━━━ Exercise input

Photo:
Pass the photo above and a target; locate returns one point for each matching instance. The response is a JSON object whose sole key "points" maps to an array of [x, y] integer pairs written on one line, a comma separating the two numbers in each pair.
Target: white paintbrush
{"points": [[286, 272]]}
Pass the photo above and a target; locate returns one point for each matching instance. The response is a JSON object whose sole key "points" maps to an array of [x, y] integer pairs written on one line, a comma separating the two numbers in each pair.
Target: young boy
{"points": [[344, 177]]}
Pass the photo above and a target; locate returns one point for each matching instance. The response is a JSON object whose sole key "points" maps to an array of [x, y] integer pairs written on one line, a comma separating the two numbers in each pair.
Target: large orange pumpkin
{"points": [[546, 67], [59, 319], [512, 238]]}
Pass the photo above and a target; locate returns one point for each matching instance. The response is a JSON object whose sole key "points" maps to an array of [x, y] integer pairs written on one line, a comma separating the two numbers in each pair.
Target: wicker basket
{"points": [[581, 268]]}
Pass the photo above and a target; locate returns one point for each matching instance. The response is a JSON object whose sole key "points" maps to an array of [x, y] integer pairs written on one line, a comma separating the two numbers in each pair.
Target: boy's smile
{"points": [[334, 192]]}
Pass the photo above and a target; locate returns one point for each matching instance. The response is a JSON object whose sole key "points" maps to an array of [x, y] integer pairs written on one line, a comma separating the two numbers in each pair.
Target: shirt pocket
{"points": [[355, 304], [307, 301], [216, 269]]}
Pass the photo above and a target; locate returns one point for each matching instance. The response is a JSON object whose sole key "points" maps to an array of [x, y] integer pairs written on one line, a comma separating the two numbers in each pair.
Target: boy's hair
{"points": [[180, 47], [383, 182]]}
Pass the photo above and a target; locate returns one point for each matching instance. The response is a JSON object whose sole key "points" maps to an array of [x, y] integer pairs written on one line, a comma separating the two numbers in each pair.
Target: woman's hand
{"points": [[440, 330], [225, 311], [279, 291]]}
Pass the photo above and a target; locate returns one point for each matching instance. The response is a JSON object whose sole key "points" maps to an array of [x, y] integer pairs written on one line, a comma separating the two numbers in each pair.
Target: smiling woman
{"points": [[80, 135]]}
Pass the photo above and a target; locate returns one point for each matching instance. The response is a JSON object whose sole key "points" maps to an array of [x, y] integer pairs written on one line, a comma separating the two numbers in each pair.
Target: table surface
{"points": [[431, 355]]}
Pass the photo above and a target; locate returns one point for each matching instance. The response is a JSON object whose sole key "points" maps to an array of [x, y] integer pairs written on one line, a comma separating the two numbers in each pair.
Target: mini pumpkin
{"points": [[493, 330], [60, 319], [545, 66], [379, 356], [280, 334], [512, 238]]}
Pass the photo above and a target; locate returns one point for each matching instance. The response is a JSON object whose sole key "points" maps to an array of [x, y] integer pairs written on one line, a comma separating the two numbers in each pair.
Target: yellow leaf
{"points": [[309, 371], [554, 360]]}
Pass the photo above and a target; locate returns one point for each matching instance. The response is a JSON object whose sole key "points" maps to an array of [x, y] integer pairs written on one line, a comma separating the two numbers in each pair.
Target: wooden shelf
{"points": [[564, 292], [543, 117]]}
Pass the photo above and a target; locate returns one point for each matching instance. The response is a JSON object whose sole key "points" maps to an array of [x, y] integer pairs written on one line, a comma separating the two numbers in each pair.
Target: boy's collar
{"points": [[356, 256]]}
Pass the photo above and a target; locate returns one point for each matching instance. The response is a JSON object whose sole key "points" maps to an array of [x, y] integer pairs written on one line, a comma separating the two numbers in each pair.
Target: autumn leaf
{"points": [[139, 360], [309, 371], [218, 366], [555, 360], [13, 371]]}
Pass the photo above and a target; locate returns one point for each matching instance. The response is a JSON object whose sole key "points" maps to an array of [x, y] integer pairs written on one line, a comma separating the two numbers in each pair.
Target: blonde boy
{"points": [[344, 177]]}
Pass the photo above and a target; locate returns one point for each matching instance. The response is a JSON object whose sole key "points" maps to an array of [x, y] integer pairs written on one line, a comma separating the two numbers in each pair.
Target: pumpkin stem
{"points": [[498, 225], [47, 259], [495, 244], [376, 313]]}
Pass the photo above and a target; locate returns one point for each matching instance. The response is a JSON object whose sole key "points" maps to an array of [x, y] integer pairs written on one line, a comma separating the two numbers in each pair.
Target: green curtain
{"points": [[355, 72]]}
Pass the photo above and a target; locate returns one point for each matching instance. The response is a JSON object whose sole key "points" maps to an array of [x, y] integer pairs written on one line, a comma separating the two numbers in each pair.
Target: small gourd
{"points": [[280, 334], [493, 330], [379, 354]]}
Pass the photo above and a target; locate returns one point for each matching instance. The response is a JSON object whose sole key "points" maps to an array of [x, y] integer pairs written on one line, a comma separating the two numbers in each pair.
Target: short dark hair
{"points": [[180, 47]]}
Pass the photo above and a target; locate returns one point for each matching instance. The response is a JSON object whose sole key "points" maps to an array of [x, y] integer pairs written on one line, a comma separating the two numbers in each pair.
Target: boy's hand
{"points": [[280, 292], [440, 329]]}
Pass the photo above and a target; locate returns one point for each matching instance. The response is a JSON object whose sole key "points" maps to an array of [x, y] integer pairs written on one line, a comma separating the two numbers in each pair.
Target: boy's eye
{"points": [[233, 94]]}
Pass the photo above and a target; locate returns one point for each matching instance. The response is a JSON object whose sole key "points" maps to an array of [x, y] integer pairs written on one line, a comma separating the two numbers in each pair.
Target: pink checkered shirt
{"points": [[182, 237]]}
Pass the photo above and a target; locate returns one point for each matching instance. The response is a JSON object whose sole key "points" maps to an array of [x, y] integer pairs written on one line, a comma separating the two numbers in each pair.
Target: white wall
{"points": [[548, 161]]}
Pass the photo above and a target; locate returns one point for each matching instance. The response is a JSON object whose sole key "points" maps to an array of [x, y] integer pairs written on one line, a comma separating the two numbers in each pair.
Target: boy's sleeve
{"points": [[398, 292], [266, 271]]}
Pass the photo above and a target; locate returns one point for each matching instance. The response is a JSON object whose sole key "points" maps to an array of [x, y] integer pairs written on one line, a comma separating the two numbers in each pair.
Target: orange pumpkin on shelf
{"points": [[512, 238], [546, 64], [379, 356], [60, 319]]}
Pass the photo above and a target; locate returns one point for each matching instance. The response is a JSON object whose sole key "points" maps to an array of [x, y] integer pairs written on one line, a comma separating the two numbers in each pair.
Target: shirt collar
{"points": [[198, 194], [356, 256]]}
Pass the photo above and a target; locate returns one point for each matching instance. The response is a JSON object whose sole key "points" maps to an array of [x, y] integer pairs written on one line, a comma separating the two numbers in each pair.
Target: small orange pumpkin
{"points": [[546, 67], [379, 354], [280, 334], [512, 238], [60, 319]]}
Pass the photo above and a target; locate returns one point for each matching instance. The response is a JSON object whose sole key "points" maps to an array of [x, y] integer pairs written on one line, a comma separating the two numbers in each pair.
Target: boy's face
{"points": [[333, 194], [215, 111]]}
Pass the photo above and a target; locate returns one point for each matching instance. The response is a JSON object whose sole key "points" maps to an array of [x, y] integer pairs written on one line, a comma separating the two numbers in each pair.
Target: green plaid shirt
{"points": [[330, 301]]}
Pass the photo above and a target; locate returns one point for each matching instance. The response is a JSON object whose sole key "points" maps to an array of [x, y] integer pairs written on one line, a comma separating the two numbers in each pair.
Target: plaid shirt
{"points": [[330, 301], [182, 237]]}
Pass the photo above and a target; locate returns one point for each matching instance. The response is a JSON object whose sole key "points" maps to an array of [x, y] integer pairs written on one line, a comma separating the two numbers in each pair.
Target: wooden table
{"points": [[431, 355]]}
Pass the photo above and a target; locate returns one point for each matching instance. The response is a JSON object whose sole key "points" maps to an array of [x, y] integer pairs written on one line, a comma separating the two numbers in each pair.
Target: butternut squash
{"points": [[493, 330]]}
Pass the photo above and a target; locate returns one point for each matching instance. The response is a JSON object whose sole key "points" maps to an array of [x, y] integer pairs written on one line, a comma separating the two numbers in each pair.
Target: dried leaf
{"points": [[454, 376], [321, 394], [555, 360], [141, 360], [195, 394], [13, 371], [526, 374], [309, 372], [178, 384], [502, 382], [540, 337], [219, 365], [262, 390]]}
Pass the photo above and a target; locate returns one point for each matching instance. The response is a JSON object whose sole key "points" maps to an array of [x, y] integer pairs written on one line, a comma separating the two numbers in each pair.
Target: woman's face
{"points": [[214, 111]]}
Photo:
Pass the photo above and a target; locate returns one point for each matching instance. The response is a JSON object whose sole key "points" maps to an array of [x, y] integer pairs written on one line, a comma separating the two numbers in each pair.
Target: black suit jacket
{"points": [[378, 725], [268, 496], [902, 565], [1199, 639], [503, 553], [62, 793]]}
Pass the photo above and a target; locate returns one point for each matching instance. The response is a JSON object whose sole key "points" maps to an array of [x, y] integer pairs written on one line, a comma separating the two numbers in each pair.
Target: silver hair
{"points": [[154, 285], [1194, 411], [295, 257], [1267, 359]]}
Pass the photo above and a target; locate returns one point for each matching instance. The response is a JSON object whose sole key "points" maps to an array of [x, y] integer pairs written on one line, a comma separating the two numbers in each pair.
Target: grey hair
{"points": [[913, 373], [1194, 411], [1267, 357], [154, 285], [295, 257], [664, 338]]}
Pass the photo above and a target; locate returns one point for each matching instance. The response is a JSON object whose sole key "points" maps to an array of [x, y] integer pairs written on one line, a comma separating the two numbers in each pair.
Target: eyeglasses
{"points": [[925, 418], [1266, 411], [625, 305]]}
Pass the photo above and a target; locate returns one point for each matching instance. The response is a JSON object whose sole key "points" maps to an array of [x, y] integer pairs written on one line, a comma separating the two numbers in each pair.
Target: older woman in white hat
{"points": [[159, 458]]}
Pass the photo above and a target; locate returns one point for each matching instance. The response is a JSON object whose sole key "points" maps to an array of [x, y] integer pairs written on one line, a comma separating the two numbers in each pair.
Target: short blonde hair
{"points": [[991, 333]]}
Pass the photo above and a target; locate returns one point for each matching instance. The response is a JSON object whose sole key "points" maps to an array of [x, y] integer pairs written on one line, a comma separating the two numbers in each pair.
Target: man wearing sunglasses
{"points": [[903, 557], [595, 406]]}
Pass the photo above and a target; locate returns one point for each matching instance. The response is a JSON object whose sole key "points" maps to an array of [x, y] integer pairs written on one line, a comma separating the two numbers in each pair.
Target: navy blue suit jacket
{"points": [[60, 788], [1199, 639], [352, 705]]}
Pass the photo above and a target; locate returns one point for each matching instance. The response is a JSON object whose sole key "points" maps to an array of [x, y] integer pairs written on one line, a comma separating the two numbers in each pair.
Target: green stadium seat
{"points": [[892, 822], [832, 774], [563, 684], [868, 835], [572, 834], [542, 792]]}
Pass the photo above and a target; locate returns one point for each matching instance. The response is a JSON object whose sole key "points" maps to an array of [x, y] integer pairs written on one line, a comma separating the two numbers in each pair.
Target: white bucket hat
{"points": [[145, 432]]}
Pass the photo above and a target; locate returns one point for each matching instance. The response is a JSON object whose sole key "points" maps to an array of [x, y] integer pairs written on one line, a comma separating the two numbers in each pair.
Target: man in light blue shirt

━━━━━━

What is needed:
The answer should be the exact lines running from the line containing "Target: man wearing sunglasses" to the last line of the entries, with nothing else.

Output:
Target: man wearing sunglasses
{"points": [[903, 557], [595, 406]]}
Pass the photo above and a target; locate returns one point for each matching instance. The response is a JSON object whose sole key "points" maps to an array of [x, y] integer pairs written on one line, a comma separating the two numbers in each pair.
Target: navy blue suit jacket
{"points": [[60, 788], [1199, 639], [352, 705]]}
Pass the photo above and a target; locate returns one point for each matching instance. The response is a JSON object whose sole key "points" maps to an array of [x, y] integer pairs written on one line, a comma separating the two numbers in each pair.
Target: green stadium seat
{"points": [[892, 822], [832, 774], [563, 684], [868, 835], [572, 834], [542, 792]]}
Pass the photo above and a target; locate returns one point for each matching instance. The response is a JSON object whose sole key "points" maps to an array of [x, y] integer pairs written on one line, a comma separating the two numbers in each pair.
Target: white bucket hat
{"points": [[145, 432]]}
Pass the photo above and a target; locate returns one point for each matching instance. The response is a JSON object whose sole key "points" maps to an array of [x, y] integer pairs written on one line, a comma separating the two numbers in each pair.
Target: man in light blue shirt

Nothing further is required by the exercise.